Excerpts from a point labeling dataset =
◆ ◆ ◆ ◆ ◆

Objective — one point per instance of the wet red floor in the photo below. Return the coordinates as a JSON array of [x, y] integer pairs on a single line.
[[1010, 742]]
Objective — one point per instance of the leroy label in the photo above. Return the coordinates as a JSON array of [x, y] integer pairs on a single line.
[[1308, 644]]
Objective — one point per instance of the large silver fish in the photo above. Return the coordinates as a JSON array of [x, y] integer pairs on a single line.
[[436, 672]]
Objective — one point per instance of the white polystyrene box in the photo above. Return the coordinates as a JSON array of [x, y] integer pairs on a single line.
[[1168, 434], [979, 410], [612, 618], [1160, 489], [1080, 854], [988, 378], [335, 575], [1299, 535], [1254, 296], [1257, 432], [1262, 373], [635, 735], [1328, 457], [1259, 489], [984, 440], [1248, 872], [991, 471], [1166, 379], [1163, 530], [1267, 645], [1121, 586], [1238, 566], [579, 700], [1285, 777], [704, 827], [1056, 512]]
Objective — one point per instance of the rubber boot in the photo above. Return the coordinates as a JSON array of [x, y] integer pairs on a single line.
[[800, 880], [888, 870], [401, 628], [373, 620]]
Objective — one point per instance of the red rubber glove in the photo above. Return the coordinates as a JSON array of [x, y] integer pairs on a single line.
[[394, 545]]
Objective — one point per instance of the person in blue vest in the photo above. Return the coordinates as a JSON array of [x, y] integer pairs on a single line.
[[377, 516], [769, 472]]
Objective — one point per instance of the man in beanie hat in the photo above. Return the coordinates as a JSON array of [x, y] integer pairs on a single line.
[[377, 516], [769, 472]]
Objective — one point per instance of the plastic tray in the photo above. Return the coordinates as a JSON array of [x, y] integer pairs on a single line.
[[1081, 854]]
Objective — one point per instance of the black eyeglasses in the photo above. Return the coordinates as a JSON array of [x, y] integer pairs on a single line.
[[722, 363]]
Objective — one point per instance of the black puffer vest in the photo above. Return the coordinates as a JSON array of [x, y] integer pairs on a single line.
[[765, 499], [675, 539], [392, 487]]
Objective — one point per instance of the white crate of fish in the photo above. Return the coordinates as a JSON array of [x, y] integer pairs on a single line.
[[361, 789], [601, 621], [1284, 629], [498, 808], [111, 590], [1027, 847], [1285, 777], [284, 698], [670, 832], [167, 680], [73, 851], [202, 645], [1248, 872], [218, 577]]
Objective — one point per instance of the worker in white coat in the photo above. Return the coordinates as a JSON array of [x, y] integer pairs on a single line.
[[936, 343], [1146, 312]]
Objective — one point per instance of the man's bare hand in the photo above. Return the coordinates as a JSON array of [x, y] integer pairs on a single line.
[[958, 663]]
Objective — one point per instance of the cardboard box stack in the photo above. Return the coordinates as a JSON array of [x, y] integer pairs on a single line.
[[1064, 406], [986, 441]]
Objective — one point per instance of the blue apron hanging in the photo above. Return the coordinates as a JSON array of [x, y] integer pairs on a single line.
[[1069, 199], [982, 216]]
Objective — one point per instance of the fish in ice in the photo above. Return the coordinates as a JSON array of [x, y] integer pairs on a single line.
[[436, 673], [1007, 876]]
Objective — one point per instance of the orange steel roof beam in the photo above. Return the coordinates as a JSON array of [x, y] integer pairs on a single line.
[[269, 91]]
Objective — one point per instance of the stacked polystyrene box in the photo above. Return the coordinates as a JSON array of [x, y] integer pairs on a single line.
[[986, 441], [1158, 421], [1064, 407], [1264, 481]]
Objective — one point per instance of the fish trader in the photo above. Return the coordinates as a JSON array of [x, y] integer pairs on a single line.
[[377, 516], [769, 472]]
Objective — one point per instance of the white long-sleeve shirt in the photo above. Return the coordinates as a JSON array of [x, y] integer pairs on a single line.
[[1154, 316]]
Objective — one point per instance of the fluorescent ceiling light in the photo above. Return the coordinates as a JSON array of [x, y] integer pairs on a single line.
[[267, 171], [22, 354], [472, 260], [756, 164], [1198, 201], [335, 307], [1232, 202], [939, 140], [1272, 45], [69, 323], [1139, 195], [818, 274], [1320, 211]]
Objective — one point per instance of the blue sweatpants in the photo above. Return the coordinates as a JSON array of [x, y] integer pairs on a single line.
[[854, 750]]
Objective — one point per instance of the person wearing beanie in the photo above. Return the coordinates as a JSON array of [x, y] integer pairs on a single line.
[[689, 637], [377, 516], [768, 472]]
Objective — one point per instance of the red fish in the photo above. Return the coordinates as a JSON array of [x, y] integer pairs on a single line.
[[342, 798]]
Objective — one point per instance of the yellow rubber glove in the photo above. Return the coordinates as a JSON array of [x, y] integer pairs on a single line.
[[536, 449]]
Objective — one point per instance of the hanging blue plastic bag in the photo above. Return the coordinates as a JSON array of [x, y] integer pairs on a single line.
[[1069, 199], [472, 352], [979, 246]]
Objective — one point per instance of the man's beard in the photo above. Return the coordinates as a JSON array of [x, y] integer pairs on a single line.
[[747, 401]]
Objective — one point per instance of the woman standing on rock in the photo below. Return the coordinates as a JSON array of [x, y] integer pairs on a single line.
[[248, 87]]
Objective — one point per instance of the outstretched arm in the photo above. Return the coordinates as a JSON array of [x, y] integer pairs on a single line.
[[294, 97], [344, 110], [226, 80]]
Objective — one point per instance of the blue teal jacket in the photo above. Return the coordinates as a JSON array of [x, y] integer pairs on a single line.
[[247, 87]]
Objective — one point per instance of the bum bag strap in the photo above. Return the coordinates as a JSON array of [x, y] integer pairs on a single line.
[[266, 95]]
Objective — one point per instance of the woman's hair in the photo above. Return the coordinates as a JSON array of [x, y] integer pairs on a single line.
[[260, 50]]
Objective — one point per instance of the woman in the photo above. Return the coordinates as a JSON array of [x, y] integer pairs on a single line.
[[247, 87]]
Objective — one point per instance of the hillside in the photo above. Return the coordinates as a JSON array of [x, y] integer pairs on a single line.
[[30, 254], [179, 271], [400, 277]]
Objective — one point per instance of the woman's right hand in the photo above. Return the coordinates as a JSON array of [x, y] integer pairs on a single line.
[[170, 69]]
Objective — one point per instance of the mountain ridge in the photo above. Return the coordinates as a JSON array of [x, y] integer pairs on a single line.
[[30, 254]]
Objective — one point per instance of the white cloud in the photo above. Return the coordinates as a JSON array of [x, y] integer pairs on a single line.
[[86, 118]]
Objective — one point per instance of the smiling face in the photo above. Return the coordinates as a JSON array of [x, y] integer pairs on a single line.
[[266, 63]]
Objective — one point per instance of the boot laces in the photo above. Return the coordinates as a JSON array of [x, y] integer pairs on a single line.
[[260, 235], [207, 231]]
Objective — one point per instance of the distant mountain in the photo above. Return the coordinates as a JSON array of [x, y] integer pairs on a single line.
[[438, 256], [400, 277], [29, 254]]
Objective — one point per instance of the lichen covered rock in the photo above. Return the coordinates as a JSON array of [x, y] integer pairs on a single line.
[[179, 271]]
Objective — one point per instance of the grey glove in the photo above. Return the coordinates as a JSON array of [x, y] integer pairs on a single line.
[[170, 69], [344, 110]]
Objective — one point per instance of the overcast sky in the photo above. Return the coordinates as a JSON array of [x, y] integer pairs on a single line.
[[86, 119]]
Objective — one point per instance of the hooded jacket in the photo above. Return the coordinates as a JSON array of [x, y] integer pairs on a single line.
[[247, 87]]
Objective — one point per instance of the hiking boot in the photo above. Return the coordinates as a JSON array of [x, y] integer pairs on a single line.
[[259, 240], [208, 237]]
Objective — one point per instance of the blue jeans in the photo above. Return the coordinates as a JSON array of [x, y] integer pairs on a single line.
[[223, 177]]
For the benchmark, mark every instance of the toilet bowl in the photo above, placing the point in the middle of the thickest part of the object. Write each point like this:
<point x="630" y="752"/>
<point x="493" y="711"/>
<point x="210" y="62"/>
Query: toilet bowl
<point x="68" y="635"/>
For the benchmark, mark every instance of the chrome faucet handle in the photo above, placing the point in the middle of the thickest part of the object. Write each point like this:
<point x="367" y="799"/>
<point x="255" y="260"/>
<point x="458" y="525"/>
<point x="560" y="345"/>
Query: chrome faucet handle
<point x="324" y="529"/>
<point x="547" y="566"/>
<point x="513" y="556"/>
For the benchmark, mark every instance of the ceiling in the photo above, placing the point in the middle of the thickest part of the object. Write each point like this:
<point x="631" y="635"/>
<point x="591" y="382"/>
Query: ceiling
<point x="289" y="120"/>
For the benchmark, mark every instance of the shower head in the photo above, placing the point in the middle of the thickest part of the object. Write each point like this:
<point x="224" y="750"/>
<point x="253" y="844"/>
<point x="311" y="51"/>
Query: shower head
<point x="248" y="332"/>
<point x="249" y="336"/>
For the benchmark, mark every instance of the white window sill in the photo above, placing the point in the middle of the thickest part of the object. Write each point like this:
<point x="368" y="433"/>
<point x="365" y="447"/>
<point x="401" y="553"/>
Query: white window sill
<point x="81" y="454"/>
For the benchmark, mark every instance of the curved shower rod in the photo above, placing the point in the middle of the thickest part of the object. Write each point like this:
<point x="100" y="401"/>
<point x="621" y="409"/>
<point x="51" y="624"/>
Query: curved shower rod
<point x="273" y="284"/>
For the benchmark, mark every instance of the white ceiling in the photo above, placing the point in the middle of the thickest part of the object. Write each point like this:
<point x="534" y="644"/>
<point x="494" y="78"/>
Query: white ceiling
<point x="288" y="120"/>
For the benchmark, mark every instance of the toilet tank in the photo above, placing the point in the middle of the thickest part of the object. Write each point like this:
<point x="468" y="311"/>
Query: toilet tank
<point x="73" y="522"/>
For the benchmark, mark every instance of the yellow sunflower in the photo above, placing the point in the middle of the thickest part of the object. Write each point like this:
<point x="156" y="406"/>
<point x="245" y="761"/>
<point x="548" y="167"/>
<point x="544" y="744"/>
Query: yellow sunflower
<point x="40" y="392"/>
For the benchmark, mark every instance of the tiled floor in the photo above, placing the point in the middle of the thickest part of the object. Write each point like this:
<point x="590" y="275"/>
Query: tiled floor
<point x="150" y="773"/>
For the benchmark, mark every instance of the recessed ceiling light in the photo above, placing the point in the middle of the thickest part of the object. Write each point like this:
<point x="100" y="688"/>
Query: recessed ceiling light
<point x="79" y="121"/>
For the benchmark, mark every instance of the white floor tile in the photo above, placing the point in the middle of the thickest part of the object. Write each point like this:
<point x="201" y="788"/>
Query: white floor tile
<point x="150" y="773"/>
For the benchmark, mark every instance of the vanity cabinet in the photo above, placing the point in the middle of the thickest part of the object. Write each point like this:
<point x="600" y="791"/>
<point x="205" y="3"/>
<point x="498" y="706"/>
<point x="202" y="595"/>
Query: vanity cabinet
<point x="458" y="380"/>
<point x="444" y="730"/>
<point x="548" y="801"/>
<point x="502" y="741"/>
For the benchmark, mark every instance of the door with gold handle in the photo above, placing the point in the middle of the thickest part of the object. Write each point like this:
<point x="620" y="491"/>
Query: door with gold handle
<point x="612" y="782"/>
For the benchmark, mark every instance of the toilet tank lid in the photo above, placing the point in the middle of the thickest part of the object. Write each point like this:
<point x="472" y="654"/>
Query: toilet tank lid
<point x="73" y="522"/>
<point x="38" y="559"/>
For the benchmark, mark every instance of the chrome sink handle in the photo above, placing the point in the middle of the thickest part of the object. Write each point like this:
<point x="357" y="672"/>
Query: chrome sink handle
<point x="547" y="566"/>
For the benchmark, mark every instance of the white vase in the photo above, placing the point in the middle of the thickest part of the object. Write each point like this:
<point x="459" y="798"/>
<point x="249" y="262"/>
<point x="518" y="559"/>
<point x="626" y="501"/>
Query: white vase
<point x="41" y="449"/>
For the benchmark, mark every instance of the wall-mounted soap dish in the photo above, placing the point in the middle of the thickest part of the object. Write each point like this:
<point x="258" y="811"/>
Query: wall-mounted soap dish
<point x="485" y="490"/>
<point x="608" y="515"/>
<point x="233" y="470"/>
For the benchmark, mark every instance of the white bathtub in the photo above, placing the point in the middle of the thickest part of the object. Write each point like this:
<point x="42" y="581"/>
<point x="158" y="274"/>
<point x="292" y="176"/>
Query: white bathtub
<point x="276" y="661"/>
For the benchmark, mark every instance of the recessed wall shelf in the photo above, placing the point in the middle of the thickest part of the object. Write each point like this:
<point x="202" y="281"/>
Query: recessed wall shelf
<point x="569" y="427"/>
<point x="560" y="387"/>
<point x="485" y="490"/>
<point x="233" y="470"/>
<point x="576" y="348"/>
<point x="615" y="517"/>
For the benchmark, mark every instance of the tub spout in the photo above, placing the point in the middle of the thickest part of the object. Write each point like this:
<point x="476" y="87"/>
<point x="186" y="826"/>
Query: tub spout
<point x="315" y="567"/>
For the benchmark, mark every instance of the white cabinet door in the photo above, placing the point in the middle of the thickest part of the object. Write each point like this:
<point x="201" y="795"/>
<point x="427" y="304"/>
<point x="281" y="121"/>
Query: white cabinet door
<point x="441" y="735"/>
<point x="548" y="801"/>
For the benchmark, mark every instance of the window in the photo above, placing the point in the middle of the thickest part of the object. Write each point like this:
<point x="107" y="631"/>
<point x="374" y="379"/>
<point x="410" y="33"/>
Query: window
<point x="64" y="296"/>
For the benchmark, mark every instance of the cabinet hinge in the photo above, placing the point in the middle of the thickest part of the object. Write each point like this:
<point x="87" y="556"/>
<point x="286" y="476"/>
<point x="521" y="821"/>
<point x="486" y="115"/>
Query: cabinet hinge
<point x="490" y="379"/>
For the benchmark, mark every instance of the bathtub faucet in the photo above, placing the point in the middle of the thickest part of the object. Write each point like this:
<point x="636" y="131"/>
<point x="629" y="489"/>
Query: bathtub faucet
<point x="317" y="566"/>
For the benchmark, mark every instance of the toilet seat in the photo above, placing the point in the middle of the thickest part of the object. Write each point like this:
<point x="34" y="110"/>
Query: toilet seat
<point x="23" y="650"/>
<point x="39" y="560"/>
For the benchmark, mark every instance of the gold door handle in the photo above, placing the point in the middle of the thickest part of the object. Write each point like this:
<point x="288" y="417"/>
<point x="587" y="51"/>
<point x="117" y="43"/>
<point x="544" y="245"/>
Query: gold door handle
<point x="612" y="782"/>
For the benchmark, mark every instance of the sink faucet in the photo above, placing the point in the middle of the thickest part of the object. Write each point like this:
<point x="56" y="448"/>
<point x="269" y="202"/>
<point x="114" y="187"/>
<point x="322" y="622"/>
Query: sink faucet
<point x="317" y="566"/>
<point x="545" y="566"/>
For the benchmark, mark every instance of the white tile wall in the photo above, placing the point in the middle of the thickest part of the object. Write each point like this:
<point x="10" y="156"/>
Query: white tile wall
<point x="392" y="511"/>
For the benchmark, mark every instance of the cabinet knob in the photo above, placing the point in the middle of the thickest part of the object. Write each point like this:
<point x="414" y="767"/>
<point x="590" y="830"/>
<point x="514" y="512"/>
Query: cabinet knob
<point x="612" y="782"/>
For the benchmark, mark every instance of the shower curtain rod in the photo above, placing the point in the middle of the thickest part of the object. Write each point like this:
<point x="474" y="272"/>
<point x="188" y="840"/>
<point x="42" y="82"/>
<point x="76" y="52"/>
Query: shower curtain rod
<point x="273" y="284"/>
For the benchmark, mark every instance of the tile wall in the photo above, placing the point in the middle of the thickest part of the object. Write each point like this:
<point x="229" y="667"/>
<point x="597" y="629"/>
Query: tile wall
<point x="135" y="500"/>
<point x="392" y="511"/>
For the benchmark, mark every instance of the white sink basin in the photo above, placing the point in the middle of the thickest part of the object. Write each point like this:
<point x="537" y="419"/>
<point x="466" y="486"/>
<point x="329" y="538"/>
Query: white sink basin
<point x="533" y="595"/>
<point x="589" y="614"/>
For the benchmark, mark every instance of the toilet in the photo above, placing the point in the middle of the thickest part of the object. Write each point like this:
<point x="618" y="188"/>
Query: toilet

◆ ◆ ◆ ◆ ◆

TASK OBJECTIVE =
Arrange the data from the line containing "Objective — one point per instance of the bum" up to and including the line containing "[[170, 69], [344, 110]]" as a numbered list, leaving out any blank lines.

EXERCISE OUTPUT =
1. Objective — one point per instance of the bum bag strap in the photo above. Return the coordinates as a JSON array of [x, y] integer pairs on a single line.
2. [[266, 95]]
3. Objective — one point per instance of the woman's hair in the photo above. Return the coordinates as a JSON array of [x, y] integer pairs on a single line.
4. [[260, 50]]
5. Objective — one point per instance of the woman in the photo above. Return the coordinates as a JSON array of [x, y] integer pairs on a single line.
6. [[247, 87]]
7. Objective — one point per instance of the hillside in the photo above. Return the coordinates as a JSON array of [x, y] integer pairs on a single line.
8. [[30, 254], [179, 271], [400, 277]]
9. Objective — one point per instance of the woman's right hand in the photo above. Return the coordinates as a JSON array of [x, y] integer pairs on a single line.
10. [[170, 69]]
11. Objective — one point per instance of the mountain ridge in the photo above. Return the coordinates as a JSON array of [x, y] integer pairs on a single line.
12. [[30, 254]]
13. Objective — one point per instance of the white cloud in the photo above. Return the coordinates as a JSON array of [x, y] integer pairs on a single line.
14. [[86, 118]]
15. Objective — one point per instance of the smiling face in the photo above. Return the coordinates as a JSON array of [x, y] integer pairs on a single line.
16. [[266, 63]]
17. Objective — one point per instance of the boot laces in the photo above. Return the coordinates as a JSON array of [x, y] integer pairs on a single line.
18. [[260, 235], [207, 231]]
19. Objective — one point per instance of the distant mountain in the photo above. Return the coordinates as a JSON array of [x, y] integer pairs on a single line.
20. [[438, 256], [400, 277], [29, 254]]
21. Objective — one point per instance of the lichen covered rock in the photo above. Return the coordinates as a JSON array of [x, y] integer pairs on a single line.
22. [[179, 271]]
23. Objective — one point per instance of the grey glove in the photo above. Return the coordinates as a JSON array of [x, y] integer pairs on a single line.
24. [[170, 69], [344, 110]]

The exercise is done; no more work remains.